### Exercise goal
Return every line of the records below that contains the word "background", treating uppercase and lowercase as different.

### Records supplied
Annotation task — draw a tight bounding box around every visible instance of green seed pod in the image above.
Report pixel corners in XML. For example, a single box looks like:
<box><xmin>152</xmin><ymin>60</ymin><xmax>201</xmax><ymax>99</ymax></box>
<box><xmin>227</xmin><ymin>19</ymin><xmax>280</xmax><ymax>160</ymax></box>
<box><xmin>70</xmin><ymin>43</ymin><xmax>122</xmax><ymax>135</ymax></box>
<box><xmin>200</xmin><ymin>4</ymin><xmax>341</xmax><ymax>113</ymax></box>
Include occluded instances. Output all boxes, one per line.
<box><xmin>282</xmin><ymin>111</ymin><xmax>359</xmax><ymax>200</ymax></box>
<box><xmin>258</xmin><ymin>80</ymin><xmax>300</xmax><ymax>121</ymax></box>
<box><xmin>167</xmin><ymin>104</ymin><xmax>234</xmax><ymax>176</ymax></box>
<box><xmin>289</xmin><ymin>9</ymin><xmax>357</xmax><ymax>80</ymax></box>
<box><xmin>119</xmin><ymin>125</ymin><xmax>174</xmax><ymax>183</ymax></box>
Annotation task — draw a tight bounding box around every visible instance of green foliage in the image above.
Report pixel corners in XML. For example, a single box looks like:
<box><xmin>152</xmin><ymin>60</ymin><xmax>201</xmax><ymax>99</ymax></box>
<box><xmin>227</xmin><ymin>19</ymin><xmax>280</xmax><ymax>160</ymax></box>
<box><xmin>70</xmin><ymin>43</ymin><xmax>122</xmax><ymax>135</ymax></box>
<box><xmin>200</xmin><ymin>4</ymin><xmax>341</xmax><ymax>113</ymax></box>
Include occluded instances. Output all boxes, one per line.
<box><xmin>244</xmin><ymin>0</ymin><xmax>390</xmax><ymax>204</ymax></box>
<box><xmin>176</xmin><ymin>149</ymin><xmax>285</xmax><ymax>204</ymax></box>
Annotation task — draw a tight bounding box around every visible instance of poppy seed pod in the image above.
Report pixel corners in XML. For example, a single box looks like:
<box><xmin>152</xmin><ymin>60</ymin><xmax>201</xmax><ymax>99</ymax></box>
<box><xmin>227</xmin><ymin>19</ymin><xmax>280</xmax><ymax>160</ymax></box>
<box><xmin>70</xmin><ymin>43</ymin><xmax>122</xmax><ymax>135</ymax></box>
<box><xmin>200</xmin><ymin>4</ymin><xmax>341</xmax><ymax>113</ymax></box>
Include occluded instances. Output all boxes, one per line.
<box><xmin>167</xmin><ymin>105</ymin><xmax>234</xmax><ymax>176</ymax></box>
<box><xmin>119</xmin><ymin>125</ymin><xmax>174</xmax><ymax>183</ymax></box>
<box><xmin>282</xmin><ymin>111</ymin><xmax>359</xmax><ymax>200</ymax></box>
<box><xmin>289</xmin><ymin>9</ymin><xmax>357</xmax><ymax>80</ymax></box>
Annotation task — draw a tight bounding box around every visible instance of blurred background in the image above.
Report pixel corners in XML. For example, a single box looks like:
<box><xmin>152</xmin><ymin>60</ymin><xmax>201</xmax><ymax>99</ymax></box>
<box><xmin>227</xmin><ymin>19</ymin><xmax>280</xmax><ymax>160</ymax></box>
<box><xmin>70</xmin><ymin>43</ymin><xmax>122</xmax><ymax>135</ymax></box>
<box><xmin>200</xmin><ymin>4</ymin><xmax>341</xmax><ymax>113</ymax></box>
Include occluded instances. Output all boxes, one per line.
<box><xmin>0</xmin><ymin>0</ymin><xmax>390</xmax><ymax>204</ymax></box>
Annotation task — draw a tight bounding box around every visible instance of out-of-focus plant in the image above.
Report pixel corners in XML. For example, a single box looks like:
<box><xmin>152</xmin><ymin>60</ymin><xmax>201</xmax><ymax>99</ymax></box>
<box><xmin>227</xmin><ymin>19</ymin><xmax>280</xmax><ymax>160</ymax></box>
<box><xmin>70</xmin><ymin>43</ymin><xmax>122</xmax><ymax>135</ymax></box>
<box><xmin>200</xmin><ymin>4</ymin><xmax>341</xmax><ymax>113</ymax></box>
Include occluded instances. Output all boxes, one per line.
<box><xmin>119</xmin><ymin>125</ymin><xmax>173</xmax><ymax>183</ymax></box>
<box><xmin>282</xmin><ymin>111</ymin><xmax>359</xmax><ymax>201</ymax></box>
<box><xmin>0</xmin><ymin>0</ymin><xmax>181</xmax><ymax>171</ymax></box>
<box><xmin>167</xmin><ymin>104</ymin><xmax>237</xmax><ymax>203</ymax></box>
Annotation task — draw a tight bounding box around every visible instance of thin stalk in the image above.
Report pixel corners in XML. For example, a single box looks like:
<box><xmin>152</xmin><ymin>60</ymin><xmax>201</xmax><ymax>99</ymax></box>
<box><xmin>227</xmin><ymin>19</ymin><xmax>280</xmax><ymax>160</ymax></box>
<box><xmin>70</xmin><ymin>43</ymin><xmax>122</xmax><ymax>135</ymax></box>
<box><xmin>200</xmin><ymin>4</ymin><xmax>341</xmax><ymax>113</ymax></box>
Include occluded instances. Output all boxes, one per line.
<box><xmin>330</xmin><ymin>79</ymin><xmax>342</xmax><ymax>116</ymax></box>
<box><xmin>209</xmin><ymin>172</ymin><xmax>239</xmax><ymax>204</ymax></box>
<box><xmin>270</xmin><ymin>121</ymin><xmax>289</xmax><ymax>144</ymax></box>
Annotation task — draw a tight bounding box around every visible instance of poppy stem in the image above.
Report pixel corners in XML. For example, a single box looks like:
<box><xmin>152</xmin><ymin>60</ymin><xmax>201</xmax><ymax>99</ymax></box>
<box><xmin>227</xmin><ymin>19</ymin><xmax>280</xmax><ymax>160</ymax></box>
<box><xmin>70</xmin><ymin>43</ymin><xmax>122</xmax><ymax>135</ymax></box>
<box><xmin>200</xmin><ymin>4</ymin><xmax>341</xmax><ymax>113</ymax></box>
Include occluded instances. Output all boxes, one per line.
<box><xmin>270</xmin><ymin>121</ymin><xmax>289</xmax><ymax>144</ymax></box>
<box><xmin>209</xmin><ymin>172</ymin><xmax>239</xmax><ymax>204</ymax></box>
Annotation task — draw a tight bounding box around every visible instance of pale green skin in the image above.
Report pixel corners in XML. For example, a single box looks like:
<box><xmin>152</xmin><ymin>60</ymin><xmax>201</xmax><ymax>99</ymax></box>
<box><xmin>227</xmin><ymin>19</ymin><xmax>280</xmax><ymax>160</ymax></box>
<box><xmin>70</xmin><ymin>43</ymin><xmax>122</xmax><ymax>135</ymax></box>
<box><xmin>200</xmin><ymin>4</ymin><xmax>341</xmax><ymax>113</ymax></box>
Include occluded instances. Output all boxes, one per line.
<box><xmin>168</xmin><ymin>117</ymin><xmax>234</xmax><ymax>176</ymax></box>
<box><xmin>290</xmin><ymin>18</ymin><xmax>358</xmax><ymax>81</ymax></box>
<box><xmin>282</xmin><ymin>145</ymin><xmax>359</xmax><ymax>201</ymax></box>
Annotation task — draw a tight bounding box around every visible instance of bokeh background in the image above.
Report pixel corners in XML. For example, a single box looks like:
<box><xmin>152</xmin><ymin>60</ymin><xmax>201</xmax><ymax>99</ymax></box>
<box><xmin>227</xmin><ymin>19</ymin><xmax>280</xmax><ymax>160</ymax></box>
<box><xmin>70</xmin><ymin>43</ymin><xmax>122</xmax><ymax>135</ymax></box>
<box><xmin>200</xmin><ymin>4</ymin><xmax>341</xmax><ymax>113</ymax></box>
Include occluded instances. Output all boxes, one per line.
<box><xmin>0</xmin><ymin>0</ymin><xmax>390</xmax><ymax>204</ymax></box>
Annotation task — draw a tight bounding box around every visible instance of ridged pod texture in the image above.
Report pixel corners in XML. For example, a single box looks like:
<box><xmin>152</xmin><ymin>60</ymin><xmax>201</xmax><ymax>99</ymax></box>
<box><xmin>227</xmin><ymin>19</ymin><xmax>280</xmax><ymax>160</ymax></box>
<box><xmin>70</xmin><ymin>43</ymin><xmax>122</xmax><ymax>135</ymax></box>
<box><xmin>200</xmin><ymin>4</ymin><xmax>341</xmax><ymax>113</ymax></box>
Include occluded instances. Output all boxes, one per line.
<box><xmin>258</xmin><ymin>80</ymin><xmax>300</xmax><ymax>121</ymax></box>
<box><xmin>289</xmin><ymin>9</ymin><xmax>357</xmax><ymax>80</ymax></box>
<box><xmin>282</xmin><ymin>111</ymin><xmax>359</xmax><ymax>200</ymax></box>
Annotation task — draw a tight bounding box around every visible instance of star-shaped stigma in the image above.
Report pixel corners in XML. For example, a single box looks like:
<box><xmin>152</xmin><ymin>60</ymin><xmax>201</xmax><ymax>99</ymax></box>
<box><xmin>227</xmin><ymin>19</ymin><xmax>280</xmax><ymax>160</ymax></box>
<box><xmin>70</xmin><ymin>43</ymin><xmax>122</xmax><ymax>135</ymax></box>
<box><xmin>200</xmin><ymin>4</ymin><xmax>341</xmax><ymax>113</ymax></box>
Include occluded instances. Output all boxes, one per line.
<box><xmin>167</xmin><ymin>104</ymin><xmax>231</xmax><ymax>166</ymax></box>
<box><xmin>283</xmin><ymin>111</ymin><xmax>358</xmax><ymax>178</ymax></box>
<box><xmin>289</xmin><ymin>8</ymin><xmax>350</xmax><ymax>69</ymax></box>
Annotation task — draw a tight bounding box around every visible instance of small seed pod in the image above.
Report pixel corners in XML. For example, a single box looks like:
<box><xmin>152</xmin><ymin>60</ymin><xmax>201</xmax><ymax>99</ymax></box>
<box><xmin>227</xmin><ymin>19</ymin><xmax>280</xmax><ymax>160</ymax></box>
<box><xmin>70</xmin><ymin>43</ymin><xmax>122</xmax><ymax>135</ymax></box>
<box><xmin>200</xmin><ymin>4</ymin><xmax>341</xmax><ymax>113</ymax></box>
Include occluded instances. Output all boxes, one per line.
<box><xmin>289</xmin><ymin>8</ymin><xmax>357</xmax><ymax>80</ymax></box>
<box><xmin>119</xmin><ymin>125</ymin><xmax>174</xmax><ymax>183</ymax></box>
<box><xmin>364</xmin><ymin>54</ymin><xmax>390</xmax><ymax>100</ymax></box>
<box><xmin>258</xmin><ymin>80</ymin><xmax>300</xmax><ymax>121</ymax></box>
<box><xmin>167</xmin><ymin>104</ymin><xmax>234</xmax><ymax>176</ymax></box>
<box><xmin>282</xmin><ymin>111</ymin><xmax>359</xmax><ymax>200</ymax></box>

### Task result
Annotation task — draw a tight bounding box around every visible instance of blurred background in the image above.
Annotation task — draw a tight bounding box around every visible instance of bokeh background in the image above.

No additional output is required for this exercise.